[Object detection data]
┏━━
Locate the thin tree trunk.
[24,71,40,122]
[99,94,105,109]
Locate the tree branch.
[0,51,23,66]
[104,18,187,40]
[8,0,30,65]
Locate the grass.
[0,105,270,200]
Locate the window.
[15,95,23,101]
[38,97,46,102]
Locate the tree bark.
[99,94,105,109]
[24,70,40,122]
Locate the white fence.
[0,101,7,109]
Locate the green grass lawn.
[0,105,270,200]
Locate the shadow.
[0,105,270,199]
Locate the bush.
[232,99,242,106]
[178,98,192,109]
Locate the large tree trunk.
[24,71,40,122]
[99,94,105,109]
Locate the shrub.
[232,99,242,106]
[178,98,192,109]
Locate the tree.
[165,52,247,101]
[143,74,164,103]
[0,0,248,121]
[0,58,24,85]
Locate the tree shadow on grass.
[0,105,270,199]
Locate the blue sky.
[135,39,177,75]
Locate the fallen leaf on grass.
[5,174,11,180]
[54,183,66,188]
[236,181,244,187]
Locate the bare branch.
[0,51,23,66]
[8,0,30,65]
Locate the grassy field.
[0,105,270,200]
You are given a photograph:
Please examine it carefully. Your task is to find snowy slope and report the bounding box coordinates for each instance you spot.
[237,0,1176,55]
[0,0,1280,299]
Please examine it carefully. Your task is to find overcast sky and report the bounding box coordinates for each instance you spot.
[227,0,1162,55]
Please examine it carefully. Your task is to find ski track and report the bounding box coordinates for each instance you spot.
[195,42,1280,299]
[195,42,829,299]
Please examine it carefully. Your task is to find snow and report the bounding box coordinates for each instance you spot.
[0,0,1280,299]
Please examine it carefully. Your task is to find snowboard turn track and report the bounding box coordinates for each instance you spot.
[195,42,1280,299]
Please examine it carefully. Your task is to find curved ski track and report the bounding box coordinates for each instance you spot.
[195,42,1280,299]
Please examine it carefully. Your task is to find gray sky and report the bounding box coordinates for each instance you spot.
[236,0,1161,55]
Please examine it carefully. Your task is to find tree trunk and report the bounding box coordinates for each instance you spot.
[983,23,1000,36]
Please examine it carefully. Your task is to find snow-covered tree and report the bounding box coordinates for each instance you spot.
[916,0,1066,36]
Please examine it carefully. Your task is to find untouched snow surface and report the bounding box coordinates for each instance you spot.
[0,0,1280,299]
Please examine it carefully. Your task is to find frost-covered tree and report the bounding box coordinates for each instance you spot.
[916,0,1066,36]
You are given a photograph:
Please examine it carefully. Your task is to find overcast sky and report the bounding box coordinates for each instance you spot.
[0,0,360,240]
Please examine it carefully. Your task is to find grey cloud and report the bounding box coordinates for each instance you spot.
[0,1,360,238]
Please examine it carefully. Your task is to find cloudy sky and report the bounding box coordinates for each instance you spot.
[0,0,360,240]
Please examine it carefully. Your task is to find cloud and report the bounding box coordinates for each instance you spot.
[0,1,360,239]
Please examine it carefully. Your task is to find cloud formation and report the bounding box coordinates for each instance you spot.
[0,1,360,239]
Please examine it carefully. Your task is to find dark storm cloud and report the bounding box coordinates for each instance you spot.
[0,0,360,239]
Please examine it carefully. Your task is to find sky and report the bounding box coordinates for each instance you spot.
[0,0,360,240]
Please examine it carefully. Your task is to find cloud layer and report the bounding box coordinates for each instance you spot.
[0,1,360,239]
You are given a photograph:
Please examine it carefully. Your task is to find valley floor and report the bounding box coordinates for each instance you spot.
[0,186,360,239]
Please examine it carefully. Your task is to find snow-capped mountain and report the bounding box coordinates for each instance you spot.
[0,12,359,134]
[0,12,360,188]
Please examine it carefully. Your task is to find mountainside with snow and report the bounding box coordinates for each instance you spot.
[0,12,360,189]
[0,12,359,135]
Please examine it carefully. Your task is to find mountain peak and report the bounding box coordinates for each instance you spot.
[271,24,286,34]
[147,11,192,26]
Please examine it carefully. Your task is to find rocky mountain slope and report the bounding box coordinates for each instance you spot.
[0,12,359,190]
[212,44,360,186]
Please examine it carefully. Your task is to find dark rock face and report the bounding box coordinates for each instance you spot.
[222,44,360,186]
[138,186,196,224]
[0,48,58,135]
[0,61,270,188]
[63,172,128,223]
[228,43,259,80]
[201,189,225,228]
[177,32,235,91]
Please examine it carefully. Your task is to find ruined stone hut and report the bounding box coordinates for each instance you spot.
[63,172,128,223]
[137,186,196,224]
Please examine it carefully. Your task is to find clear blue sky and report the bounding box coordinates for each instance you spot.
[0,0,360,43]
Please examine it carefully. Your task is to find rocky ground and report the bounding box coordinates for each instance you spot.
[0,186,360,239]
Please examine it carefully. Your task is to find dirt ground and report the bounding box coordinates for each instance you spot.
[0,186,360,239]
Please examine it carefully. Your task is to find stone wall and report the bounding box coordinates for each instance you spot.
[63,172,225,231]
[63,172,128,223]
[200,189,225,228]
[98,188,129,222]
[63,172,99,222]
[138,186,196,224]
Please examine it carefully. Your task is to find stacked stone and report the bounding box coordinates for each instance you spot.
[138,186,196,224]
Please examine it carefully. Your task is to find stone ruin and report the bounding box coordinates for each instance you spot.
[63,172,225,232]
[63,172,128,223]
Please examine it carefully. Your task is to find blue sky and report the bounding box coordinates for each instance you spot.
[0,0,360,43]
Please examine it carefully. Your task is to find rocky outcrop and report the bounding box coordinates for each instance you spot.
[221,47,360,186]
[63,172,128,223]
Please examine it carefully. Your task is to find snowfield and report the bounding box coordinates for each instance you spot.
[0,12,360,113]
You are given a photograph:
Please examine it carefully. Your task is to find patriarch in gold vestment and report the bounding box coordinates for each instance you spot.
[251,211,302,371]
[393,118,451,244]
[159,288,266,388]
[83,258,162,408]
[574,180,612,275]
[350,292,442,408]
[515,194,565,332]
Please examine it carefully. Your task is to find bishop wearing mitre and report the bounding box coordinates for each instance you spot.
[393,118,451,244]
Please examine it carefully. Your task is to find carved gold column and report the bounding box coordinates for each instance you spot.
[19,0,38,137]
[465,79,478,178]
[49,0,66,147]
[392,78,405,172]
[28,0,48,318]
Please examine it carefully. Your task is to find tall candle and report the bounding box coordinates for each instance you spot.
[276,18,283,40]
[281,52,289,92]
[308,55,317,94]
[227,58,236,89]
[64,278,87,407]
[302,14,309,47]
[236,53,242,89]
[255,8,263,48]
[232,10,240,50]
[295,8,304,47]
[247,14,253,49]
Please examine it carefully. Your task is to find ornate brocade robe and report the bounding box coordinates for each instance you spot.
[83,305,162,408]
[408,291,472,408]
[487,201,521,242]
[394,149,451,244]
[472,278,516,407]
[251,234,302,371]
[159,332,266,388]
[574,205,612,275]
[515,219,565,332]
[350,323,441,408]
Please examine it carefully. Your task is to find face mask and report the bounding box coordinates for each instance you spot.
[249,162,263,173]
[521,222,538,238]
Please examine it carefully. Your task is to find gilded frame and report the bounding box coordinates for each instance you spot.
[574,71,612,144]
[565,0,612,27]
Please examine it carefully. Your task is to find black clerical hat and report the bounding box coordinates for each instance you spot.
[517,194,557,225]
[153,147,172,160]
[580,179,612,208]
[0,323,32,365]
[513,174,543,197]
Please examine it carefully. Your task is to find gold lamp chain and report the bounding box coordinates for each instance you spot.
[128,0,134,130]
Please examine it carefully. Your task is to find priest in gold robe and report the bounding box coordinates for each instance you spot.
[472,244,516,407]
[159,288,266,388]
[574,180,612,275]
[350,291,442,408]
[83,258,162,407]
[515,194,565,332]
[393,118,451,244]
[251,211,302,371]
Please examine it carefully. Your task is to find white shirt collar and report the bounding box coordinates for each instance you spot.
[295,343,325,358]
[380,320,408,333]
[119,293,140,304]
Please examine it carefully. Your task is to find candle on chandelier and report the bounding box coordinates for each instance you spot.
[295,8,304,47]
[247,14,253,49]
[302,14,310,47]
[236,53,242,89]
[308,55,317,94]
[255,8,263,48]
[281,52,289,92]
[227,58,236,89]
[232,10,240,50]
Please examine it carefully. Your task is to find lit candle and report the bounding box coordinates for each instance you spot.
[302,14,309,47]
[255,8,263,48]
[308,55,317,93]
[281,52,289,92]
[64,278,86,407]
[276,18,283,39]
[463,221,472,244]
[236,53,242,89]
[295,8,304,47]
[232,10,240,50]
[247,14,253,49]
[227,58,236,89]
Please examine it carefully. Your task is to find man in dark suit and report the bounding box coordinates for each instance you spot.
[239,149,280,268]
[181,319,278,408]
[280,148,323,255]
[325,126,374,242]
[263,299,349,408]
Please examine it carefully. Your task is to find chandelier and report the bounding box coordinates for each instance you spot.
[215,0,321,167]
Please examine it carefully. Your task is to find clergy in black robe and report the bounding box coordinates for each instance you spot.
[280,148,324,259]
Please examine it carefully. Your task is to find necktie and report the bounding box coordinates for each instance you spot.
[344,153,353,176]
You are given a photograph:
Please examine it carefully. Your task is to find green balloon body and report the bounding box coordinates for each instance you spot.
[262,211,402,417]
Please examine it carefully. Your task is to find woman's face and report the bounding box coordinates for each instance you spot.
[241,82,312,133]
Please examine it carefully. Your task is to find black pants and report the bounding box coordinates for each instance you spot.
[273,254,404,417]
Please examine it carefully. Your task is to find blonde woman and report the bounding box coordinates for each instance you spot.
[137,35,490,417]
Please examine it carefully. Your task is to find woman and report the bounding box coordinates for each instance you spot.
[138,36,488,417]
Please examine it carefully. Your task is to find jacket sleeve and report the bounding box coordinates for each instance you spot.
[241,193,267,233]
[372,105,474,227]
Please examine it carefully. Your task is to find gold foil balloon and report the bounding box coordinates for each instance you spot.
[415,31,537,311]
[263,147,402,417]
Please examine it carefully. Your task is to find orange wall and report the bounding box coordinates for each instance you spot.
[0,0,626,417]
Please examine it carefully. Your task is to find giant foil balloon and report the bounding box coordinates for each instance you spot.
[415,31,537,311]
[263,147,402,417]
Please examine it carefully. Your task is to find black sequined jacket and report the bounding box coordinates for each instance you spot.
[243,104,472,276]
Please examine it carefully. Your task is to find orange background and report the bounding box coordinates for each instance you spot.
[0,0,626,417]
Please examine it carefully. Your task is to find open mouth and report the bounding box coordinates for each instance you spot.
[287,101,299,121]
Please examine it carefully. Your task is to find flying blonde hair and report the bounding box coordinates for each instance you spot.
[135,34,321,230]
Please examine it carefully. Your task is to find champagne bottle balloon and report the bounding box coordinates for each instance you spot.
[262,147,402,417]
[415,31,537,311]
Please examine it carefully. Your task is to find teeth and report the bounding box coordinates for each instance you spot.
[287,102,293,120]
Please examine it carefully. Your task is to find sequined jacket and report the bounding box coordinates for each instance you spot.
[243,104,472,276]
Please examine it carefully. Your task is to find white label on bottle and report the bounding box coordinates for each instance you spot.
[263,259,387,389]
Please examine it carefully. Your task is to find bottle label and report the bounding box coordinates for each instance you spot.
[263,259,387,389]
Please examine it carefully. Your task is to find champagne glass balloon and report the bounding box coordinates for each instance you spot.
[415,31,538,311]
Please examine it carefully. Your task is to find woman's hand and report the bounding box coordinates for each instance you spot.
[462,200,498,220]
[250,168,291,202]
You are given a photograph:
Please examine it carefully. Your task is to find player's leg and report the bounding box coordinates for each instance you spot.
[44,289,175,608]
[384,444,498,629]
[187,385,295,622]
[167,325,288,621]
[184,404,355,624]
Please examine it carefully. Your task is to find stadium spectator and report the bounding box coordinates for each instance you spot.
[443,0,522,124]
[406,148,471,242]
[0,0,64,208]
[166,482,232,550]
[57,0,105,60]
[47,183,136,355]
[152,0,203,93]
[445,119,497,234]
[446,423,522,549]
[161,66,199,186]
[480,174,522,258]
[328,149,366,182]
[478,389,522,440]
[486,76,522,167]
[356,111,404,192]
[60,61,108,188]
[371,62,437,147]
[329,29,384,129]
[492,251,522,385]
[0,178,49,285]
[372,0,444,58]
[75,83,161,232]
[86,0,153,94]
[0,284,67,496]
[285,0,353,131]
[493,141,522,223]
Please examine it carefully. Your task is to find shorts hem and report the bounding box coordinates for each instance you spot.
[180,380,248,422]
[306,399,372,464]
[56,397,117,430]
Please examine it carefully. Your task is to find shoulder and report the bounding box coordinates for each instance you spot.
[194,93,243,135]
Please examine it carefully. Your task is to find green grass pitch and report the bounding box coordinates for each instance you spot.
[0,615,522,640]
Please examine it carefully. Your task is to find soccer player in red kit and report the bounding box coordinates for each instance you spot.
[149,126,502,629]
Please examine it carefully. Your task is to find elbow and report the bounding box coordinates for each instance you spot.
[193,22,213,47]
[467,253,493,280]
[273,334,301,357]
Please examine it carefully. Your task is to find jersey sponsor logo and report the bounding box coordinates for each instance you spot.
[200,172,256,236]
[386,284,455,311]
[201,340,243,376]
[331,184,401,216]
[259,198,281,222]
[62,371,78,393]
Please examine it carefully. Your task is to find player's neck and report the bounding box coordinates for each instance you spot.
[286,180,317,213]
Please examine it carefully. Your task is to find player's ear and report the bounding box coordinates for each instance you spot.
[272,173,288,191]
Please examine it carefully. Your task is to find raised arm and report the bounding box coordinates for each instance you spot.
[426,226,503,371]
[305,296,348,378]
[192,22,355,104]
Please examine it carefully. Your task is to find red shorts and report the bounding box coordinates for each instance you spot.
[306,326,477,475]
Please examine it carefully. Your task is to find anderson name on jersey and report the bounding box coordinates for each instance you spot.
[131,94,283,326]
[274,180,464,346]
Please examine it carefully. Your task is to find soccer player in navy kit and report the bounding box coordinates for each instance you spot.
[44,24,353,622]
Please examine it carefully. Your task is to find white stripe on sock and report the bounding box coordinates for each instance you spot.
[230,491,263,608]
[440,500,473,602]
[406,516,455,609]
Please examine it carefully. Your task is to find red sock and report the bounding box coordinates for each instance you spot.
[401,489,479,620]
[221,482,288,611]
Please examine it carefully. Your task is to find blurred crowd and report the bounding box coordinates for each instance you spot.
┗━━
[Problem]:
Return the lines starting at the one containing "Please examine it carefully. Your task is to find curved" and ending at the one containing "[236,0,1161,55]", both included, copied without any change.

[Solution to the problem]:
Please examine it carefully. Your task is to find curved ski track and report the bounding box coordinates for each instance you spot.
[195,42,1280,299]
Please examine it carefully. Your task is to find gray sky and report the bounding box coordinates for each instance you spot.
[236,0,1161,55]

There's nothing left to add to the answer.